Task goal
Look through the data below and say how many of its lines contain "branch", adding nothing else.

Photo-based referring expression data
....................

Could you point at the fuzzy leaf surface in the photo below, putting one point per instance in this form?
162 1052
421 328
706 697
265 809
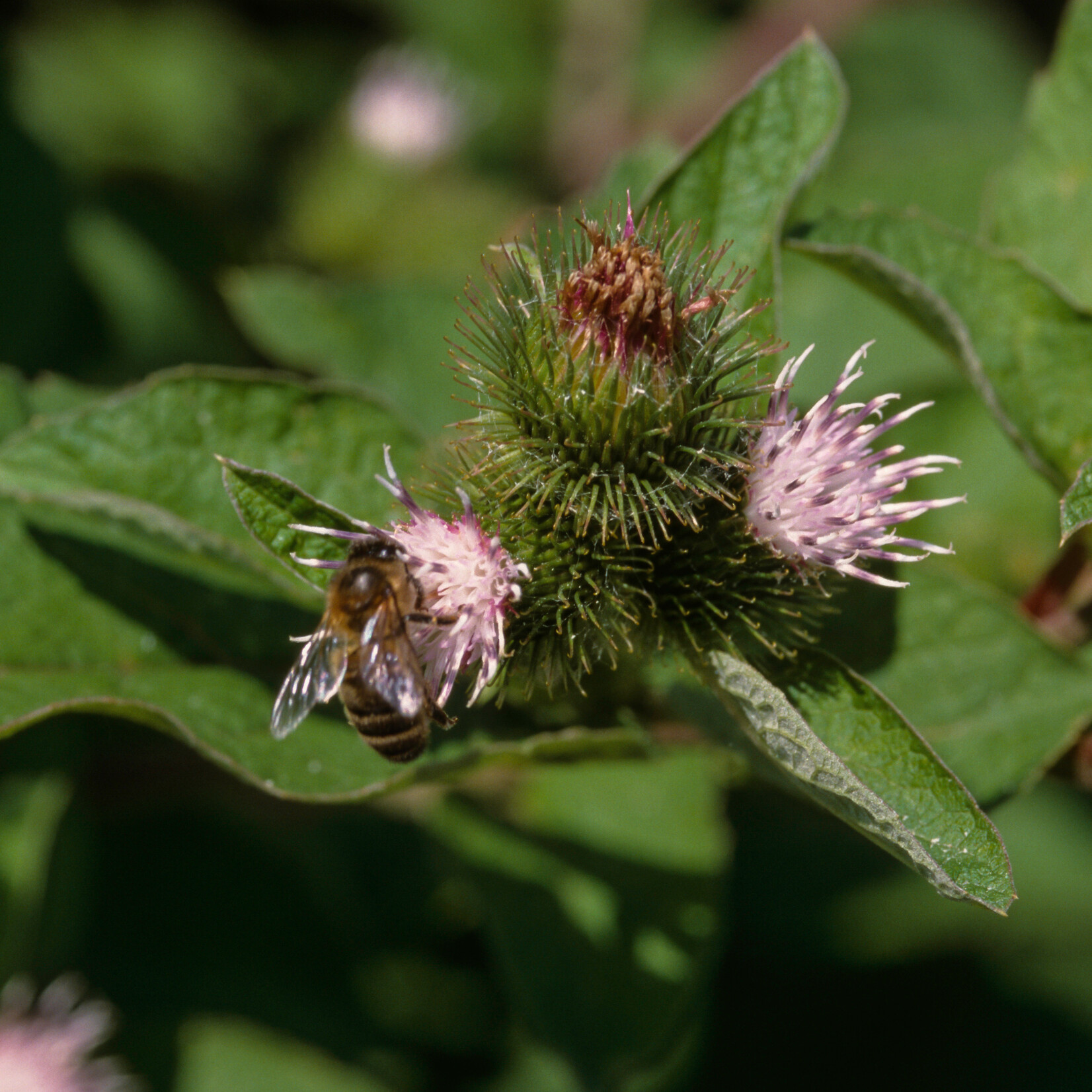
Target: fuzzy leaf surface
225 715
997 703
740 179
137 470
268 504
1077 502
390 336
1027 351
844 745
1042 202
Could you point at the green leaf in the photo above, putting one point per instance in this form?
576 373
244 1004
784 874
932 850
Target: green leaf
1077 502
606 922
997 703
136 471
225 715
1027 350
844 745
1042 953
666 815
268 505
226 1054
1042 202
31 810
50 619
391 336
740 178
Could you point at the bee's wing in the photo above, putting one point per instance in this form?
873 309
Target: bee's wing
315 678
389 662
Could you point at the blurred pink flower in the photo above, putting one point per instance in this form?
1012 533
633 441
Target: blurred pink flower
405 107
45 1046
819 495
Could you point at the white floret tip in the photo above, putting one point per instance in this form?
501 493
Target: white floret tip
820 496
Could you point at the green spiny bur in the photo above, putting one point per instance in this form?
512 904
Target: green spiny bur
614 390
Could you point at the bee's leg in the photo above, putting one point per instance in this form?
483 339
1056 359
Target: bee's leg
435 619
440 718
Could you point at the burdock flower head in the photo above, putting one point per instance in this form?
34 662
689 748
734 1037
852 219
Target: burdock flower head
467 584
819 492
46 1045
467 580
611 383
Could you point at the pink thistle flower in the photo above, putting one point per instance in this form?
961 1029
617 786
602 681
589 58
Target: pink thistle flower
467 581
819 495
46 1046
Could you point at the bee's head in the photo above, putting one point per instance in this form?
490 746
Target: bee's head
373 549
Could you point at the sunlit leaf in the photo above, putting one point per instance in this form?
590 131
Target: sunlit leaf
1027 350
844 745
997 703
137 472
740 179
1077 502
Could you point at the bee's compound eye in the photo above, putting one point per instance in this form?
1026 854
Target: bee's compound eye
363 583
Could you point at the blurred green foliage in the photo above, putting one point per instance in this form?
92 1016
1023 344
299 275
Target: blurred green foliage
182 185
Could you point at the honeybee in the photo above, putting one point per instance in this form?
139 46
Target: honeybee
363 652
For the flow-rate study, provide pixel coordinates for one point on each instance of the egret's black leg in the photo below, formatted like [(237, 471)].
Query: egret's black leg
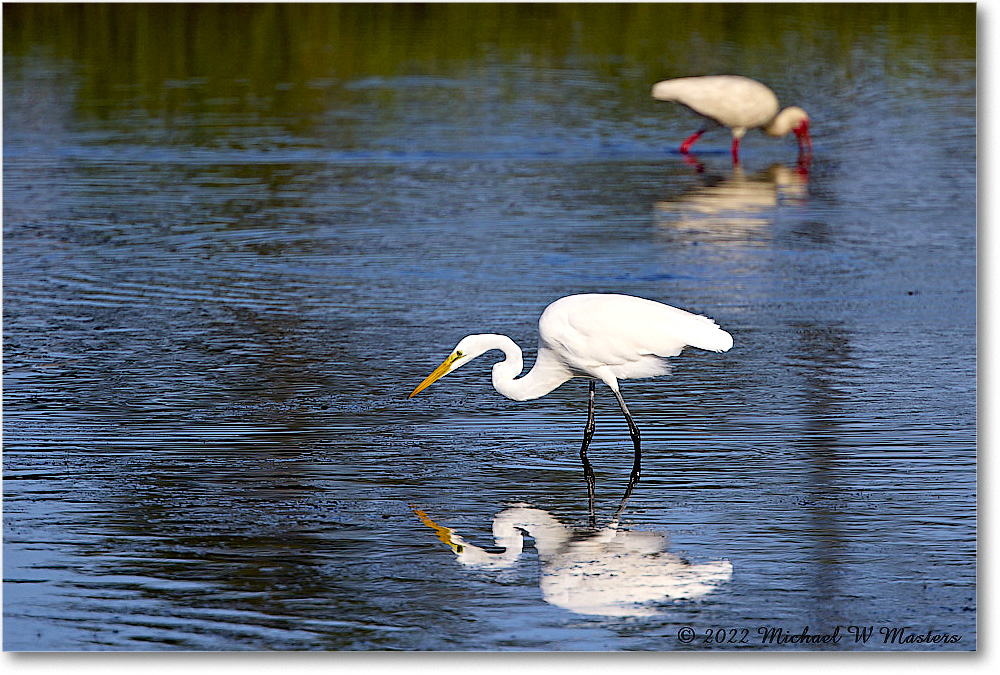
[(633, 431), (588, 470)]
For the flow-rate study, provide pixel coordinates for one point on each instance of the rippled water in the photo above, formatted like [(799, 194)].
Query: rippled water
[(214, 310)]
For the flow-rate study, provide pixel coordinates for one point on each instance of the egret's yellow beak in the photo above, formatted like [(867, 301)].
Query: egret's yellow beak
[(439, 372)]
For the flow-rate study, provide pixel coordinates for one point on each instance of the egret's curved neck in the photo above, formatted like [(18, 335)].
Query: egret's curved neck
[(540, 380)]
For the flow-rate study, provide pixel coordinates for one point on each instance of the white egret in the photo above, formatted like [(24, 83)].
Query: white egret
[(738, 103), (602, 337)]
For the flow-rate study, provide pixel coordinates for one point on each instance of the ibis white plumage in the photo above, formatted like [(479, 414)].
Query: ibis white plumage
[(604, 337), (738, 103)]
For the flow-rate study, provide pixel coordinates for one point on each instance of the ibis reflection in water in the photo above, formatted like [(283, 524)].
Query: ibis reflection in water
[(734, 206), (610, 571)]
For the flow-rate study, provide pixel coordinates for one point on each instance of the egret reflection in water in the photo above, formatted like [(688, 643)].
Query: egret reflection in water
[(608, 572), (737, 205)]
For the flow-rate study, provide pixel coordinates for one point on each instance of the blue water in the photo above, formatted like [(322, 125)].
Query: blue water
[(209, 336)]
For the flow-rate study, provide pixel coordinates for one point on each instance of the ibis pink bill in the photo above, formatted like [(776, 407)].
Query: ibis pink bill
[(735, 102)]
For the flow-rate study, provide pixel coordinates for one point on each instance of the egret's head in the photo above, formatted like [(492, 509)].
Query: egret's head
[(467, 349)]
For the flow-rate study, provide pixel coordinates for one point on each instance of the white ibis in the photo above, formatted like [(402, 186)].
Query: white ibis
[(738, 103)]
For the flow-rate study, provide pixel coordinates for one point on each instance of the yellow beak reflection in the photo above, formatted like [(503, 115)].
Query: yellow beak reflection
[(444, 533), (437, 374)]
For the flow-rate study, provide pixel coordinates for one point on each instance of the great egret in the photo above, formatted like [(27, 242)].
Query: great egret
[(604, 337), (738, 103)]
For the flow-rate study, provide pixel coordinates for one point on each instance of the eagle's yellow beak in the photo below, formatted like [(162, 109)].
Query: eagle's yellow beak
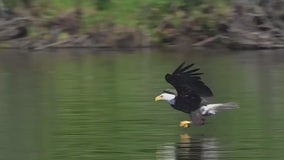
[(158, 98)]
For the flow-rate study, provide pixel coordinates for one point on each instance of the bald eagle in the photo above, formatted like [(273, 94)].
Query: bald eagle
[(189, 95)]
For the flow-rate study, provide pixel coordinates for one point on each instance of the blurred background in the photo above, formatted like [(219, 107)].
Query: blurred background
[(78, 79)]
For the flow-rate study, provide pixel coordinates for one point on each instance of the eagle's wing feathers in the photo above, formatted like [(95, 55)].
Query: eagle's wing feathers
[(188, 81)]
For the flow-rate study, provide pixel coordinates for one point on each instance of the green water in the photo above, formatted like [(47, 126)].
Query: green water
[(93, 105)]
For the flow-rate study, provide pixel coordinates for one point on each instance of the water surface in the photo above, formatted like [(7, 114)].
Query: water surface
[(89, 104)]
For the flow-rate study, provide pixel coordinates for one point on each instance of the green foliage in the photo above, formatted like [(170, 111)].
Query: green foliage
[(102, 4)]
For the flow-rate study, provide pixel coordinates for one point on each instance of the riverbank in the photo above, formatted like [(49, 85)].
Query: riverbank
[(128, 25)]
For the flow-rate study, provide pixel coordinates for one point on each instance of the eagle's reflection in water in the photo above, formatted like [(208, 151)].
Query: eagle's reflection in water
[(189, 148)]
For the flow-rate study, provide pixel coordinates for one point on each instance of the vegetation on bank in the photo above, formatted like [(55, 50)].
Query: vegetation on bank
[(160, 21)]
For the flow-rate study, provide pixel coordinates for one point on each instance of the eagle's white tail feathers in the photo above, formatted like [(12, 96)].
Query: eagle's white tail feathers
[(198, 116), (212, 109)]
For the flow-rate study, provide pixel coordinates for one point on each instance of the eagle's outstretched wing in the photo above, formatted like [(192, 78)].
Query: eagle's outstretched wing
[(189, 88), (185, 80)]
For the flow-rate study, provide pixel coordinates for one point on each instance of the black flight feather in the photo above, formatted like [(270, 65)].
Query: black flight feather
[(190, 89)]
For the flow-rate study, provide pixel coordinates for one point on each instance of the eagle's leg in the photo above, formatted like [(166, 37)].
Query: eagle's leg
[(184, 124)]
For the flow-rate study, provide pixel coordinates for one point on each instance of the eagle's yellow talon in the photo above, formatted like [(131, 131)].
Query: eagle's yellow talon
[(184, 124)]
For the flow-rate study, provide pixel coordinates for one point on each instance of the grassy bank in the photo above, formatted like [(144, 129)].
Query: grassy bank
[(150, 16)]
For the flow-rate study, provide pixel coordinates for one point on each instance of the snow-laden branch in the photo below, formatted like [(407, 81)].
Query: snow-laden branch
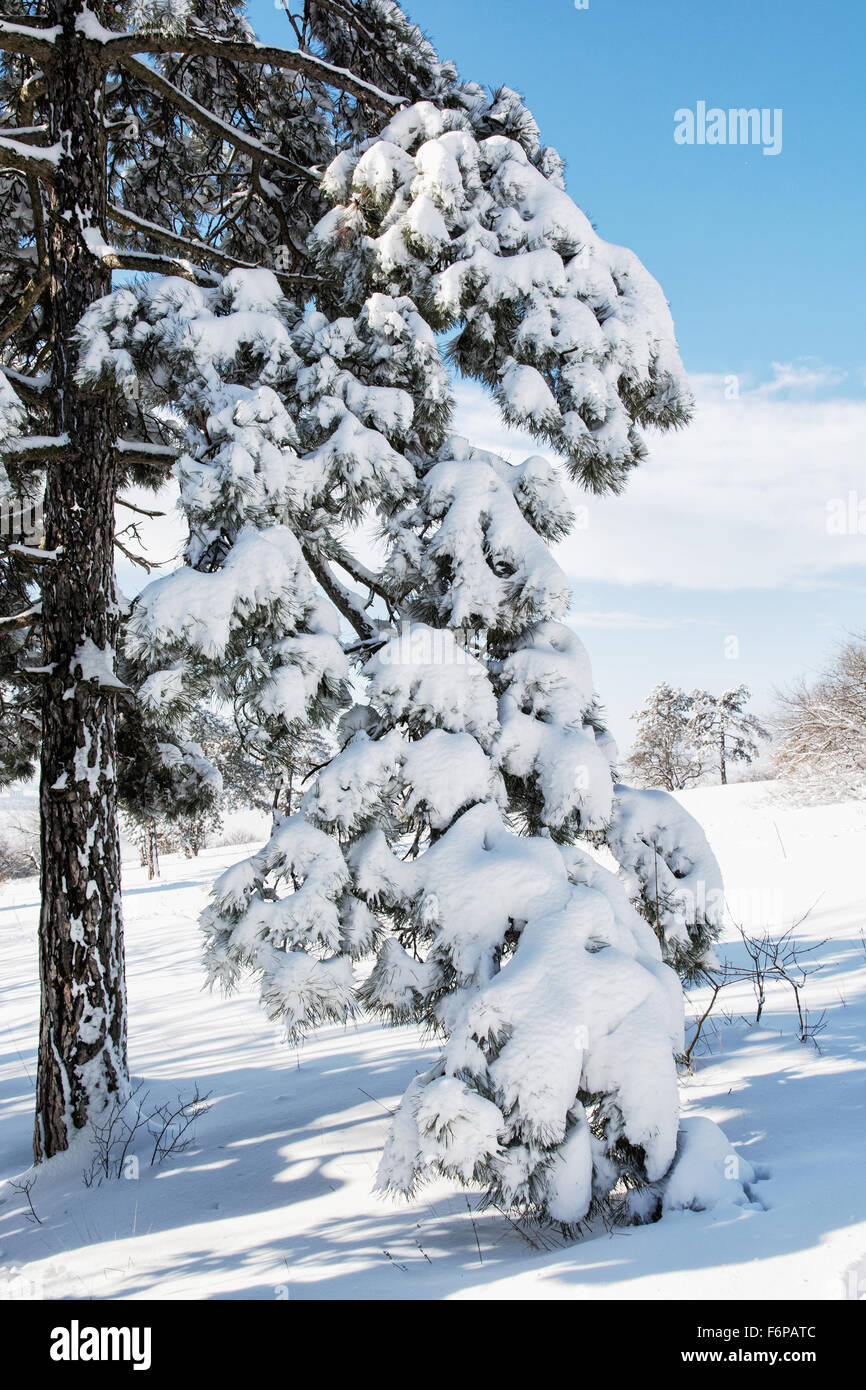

....................

Response to this exercise
2